--- START Stored rows ---

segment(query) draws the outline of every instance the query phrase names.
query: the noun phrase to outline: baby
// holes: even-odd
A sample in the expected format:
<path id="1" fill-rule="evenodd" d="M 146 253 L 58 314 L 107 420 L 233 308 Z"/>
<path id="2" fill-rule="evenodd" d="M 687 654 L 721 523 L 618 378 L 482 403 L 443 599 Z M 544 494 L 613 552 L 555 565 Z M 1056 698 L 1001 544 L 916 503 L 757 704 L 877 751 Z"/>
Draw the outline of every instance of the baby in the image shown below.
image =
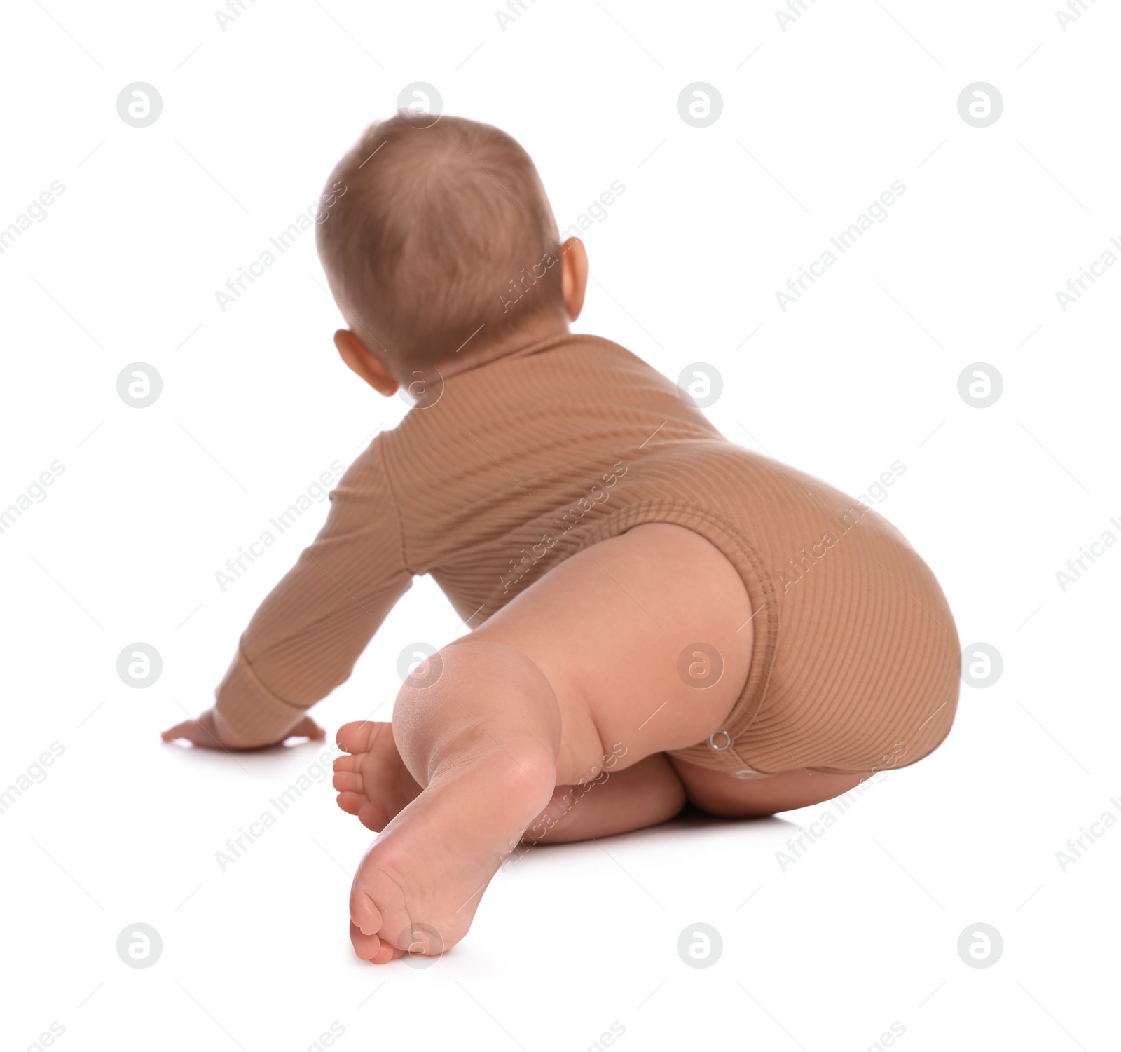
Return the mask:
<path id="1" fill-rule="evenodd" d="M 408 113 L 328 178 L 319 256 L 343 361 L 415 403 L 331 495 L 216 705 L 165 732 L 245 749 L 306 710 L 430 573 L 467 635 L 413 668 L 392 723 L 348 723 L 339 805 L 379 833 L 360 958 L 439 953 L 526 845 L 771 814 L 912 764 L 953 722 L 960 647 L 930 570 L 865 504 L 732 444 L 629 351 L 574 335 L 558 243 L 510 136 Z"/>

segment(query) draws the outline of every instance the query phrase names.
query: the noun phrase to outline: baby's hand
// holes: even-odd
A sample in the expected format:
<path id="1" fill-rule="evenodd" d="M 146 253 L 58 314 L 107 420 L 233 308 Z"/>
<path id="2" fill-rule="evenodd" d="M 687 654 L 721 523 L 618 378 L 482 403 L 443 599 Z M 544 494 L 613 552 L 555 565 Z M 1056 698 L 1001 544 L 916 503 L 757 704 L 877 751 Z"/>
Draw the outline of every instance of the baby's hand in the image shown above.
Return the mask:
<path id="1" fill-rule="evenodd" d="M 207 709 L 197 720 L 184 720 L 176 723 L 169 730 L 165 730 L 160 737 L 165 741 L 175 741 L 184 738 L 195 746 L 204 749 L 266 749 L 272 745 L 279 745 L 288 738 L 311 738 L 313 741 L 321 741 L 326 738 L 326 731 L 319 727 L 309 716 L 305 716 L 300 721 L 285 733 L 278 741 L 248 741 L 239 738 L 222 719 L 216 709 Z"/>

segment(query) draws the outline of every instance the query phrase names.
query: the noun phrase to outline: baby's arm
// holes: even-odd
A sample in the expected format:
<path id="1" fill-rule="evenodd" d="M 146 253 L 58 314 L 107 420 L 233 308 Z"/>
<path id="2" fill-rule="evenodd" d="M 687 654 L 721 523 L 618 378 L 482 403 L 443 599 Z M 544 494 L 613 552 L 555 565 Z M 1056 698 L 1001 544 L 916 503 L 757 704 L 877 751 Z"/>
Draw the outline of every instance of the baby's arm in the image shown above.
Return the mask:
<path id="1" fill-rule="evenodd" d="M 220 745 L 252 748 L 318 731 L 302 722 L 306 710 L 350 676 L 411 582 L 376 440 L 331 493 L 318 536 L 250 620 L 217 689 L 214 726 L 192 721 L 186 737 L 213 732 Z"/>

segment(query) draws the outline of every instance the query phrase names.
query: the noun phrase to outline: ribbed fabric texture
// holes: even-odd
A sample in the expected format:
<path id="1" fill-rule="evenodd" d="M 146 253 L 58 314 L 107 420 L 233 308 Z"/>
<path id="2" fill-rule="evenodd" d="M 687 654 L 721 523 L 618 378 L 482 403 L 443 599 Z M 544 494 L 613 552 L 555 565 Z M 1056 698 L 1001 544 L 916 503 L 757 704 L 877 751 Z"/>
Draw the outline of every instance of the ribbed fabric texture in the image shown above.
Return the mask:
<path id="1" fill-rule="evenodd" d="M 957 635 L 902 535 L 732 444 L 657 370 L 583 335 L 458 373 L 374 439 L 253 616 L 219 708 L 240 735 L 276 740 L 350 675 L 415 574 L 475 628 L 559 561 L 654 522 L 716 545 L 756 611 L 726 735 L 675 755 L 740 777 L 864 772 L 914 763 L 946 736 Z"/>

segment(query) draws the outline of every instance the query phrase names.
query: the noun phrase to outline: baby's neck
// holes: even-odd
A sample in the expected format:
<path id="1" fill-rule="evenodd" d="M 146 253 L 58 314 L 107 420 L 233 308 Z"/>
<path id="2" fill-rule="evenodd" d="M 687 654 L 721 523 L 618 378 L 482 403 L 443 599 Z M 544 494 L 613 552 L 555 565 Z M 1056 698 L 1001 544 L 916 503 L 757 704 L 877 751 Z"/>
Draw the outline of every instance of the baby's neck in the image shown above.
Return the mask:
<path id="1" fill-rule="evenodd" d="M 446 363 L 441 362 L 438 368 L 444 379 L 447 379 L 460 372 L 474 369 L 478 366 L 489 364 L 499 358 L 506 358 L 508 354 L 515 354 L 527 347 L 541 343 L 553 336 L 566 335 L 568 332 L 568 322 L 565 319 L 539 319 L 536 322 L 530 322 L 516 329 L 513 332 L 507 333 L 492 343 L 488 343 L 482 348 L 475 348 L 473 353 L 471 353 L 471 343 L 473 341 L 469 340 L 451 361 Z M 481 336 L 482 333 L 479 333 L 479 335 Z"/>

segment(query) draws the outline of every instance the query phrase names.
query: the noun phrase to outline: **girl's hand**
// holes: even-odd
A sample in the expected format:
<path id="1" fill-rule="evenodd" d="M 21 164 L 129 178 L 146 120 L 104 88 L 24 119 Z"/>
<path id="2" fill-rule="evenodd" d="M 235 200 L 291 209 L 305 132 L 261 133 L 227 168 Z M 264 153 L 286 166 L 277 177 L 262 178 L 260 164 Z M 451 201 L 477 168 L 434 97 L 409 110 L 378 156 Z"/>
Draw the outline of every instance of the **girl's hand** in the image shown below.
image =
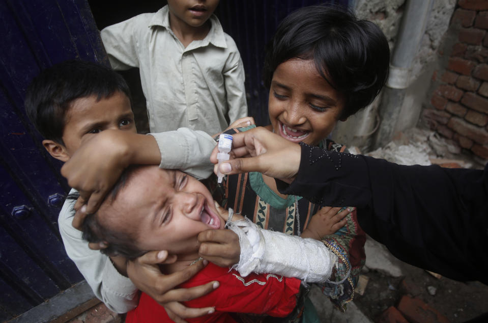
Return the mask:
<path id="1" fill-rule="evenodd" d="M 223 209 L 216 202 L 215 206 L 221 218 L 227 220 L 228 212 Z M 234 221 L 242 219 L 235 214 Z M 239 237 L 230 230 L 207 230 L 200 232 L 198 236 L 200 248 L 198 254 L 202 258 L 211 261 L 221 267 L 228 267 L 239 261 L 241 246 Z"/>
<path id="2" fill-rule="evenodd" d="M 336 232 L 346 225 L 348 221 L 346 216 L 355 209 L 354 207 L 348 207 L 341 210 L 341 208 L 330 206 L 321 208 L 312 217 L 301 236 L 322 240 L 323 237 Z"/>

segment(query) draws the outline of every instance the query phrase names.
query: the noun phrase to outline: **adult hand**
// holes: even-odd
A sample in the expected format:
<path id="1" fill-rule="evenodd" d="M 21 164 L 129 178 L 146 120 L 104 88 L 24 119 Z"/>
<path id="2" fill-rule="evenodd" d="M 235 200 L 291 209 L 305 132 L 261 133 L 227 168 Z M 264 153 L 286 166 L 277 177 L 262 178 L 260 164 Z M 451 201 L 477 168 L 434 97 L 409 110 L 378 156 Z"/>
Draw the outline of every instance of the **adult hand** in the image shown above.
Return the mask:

--- END Stored rows ---

- The task
Express the stretch of rows from the start of the records through the line containing "408 113 L 328" as a Markdown table with the columns No. and Line, numbering each line and skipping blank lines. Leave the pictures out of the table.

- Reply
| No. | Line |
|---|---|
| 1 | segment(query) draws the outline of every instance the query phrase names. |
| 2 | query: the noun phrase to outline: baby |
| 3 | // holes: even-odd |
| 4 | A sample in the expected format: |
| 5 | <path id="1" fill-rule="evenodd" d="M 146 253 L 58 314 L 107 420 L 233 308 Z"/> |
| 6 | <path id="2" fill-rule="evenodd" d="M 687 654 L 721 523 L 618 378 L 482 403 L 443 599 Z M 544 494 L 613 552 L 555 565 Z M 1056 698 L 1001 544 L 916 503 L 757 704 L 877 751 Z"/> |
| 7 | Draw the outline of every instance of the baby in the image shown below. |
| 8 | image = |
| 9 | Return the mask: |
| 10 | <path id="1" fill-rule="evenodd" d="M 408 113 L 328 178 L 319 256 L 343 361 L 415 403 L 331 495 L 216 705 L 165 732 L 245 749 L 306 710 L 430 573 L 467 635 L 413 668 L 392 723 L 348 723 L 339 805 L 379 833 L 360 958 L 439 953 L 526 845 L 771 814 L 912 764 L 953 722 L 960 647 L 930 570 L 865 504 L 732 444 L 629 351 L 574 335 L 558 243 L 510 136 Z"/> |